» GOALS:
1. Repeat the R regex thread word for word from "The capture group is" up to and including "length is zero.".
2. In the R regex thread, what length do lookbehind and lookahead have?

» TEXT SECTION:
☆ ☆ ☆ ☆ ☆
18

I'm looking to extract the year from a string. This always comes after an 'X' and before "." then a string of other characters.

Using stringr's str_extract I'm trying the following:

year = str_extract(string = 'X2015.XML.Outgoing.pounds..millions.'
                 , pattern = 'X(\\d{4})\\.')

I thought the brackets would define the capture group, returning 2015, but I actually get the complete match X2015.

Am I doing this correctly? Why am i not trimming "X" and "."?

Ronak Shah
  • 377,200
  • 20
  • 156
  • 213
Preston
  • 7,399
  • 8
  • 54
  • 84

3 Answers3

27

The capture group is irrelevant in this case. The function str_extract will return the whole match including characters before and after the capture group.

You have to work with lookbehind and lookahead instead. Their length is zero.

library(stringr)
str_extract(string = 'X2015.XML.Outgoing.pounds..millions.',
            pattern = '(?<=X)\\d{4}(?=\\.)')
# [1] "2015"

This regex matches four consecutive digits that are preceded by an X and followed by a ..

Sven Hohenstein
  • 80,497
  • 17
  • 145
  • 168
10

I believe the most idiomatic way is to use str_match:

str_match(string = 'X2015.XML.Outgoing.pounds..millions.',
          pattern = 'X(\\d{4})\\.')

Which returns the complete match followed by capture groups:

     [,1]     [,2]  
[1,] "X2015." "2015"

As such the following will do the trick:

str_match(string = 'X2015.XML.Outgoing.pounds..millions.',
          pattern = 'X(\\d{4})\\.')[2]
Sam De Meyer
  • 2,031
  • 1
  • 25
  • 32
8

Alternatively, you can use gsub:

string = 'X2015.XML.Outgoing.pounds..millions.'

gsub("X(\\d{4})\\..*", "\\1", string)
# [1] "2015"

or str_replace from stringr:

library(stringr)
str_replace(string, "X(\\d{4})\\..*", "\\1")
# [1] "2015"
acylam
  • 18,231
  • 5
  • 36
  • 45
☆ ☆ ☆ ☆ ☆
Dataset rows about object locations
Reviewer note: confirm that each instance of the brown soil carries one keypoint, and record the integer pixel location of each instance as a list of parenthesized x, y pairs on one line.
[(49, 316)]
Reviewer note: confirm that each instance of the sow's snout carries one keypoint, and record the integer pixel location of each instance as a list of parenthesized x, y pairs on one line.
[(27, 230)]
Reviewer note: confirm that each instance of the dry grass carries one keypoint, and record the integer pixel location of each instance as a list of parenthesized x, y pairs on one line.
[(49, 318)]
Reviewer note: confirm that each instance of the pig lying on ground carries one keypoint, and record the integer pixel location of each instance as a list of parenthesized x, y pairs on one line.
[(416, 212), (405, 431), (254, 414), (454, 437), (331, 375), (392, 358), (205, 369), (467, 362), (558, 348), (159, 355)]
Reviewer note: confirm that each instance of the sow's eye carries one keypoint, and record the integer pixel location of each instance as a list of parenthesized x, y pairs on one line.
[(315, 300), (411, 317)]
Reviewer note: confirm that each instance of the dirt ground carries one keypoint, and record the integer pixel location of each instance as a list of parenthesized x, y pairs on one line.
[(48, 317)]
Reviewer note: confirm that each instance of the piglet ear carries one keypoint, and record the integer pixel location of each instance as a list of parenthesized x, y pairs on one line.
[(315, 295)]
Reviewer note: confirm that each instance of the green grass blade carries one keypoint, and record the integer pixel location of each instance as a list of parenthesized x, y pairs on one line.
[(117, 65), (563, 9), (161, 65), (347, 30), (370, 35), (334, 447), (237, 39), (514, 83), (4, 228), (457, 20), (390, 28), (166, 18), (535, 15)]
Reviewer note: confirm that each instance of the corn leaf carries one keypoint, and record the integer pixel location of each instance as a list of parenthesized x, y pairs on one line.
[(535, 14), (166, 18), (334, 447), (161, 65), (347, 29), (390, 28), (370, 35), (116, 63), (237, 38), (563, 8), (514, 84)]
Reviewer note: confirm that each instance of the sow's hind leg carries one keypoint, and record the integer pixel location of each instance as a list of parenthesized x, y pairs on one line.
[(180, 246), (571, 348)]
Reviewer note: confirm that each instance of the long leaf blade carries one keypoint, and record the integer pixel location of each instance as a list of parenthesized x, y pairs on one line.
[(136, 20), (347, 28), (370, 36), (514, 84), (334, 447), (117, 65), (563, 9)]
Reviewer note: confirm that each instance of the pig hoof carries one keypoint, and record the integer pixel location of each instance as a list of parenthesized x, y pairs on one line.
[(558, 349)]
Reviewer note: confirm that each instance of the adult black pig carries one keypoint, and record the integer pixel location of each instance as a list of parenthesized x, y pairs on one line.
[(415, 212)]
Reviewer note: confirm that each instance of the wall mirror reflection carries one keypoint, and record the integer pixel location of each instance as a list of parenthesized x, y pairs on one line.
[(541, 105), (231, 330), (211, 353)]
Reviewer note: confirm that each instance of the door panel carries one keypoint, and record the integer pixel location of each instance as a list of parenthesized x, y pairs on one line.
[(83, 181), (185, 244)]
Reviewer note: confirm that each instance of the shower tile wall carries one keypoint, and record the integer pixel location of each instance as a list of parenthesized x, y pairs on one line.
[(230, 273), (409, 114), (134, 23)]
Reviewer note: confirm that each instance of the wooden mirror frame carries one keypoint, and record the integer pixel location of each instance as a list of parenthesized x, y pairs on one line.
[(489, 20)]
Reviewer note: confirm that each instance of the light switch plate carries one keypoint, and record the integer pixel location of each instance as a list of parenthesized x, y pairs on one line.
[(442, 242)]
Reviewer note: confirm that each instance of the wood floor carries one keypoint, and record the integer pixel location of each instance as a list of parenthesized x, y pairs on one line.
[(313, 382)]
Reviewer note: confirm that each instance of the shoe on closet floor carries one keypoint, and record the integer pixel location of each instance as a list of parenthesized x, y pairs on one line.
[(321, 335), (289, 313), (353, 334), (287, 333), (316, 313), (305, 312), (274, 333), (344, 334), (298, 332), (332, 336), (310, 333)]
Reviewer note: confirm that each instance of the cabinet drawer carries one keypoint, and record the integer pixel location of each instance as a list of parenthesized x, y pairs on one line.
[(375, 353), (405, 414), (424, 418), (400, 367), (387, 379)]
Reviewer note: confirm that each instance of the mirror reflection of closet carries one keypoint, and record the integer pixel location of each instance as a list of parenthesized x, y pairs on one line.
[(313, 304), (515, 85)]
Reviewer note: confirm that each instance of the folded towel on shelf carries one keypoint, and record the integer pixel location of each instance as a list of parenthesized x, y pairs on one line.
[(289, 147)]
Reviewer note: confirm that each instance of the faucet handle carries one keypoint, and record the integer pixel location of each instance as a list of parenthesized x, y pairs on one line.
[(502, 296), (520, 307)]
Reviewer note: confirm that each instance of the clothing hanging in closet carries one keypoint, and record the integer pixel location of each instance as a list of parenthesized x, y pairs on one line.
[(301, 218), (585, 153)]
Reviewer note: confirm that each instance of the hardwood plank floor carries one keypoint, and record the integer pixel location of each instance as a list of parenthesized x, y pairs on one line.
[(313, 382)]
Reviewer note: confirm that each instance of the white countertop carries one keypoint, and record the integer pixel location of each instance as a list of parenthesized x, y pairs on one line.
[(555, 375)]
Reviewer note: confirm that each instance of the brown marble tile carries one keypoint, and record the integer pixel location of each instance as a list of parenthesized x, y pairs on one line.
☆ ☆ ☆ ☆ ☆
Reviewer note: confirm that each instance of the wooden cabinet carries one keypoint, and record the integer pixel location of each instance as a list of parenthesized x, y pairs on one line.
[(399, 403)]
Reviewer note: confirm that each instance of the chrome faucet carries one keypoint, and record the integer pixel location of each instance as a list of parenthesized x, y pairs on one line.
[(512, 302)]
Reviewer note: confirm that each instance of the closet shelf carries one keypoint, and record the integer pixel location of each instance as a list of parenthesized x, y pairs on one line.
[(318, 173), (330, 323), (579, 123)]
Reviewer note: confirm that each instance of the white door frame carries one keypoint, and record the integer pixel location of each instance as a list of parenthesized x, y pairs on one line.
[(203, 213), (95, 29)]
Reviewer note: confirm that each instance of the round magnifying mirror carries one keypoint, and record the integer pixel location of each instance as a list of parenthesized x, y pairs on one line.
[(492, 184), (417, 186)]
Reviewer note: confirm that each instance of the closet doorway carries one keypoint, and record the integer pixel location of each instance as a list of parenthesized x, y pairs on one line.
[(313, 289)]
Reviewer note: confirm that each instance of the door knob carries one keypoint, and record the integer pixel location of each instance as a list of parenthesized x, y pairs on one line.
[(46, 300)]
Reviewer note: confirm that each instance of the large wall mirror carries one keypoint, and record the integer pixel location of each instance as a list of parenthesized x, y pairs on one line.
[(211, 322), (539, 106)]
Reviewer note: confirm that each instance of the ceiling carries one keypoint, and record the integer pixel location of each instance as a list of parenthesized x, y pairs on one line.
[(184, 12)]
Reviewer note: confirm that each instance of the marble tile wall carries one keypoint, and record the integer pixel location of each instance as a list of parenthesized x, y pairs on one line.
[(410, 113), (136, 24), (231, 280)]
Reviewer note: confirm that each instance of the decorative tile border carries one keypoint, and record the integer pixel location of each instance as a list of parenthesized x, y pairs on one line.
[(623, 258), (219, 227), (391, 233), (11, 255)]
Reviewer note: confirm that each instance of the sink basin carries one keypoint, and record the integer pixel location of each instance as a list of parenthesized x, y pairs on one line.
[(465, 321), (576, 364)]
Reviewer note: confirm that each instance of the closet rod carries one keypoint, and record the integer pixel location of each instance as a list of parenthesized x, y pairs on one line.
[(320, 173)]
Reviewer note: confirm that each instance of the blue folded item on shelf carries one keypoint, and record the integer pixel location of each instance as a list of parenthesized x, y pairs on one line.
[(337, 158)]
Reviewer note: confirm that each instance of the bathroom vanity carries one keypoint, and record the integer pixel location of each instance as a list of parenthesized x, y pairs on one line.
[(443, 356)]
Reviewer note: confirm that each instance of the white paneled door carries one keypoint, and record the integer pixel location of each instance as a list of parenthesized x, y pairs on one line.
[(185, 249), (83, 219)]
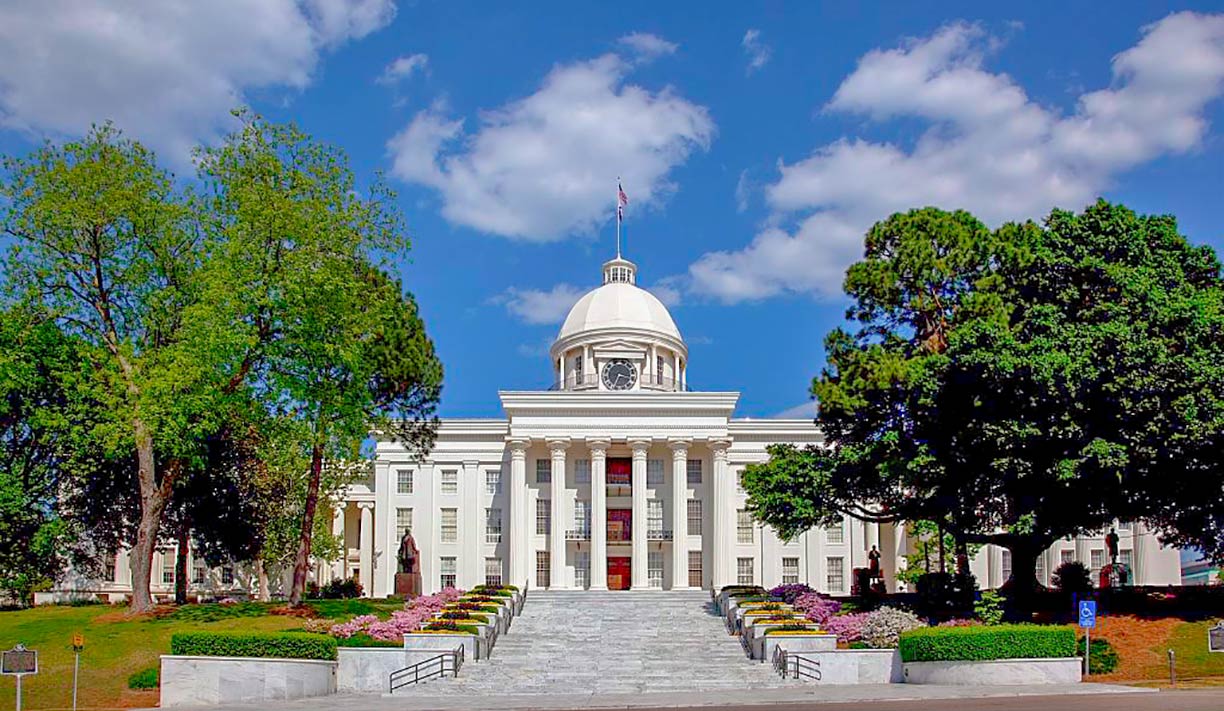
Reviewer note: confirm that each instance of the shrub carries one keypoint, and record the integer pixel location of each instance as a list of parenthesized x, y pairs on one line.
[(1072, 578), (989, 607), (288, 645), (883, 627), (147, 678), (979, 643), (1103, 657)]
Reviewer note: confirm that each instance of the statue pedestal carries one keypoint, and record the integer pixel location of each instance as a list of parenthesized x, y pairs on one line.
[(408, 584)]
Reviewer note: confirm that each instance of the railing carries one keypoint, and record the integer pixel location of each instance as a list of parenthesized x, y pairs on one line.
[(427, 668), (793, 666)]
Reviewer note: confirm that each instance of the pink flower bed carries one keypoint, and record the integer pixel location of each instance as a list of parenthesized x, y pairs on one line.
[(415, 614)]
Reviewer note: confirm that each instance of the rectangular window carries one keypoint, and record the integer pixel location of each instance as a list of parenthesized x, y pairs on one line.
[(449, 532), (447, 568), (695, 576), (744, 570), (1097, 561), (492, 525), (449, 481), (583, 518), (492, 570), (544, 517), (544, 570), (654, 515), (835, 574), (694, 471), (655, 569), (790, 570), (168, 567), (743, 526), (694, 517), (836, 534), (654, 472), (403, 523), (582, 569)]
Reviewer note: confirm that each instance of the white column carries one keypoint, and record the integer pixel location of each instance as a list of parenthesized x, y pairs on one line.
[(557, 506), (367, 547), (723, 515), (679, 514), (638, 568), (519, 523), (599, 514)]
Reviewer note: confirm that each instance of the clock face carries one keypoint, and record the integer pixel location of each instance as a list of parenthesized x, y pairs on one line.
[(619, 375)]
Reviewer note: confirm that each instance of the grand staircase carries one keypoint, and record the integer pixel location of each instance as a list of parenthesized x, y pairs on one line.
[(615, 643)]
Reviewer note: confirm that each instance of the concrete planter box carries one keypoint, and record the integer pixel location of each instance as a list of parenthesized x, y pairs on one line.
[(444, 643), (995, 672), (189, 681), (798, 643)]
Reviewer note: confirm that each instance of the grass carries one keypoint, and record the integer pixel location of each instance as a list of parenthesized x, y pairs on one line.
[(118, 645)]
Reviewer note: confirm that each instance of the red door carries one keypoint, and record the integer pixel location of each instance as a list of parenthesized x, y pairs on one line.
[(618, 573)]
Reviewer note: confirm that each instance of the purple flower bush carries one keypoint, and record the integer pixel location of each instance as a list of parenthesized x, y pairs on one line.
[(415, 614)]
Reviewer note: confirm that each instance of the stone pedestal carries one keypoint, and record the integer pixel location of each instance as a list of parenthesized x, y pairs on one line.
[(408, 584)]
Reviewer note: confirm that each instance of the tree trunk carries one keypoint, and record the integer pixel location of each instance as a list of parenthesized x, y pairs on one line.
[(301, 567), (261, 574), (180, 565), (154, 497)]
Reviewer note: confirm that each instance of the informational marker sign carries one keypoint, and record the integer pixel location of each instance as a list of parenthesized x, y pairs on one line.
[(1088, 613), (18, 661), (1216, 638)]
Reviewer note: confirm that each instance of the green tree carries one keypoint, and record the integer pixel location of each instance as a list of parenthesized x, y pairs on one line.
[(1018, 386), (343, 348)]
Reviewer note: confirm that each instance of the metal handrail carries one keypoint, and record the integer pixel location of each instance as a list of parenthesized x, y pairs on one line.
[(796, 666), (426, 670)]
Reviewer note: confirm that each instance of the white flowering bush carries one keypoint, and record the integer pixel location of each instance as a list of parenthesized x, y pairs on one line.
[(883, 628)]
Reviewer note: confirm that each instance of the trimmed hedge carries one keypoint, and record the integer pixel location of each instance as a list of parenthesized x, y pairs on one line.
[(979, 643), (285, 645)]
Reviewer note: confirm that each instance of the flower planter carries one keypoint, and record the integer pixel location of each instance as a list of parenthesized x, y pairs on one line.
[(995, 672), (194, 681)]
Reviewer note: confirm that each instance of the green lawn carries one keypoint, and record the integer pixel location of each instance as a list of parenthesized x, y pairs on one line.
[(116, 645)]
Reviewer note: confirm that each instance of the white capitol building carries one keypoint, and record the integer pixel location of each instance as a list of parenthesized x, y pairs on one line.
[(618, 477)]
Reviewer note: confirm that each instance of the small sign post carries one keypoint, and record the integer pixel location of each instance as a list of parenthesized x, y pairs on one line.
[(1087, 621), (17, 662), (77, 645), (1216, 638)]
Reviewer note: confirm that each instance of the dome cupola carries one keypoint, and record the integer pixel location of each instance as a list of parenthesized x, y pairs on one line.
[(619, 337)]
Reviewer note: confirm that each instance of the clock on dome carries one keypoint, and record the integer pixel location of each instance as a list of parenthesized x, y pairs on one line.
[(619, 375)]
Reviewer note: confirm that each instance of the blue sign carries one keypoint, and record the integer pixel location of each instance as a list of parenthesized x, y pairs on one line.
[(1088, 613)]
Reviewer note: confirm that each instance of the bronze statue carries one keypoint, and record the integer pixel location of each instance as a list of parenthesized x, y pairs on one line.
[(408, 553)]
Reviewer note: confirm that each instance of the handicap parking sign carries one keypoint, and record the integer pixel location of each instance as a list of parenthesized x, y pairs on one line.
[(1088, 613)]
☆ ☆ ☆ ☆ ☆
» RESULTS:
1.
The capture group is irrelevant in this case. The function str_extract will return the whole match including characters before and after the capture group.

You have to work with lookbehind and lookahead instead. Their length is zero.

2. Their length is zero.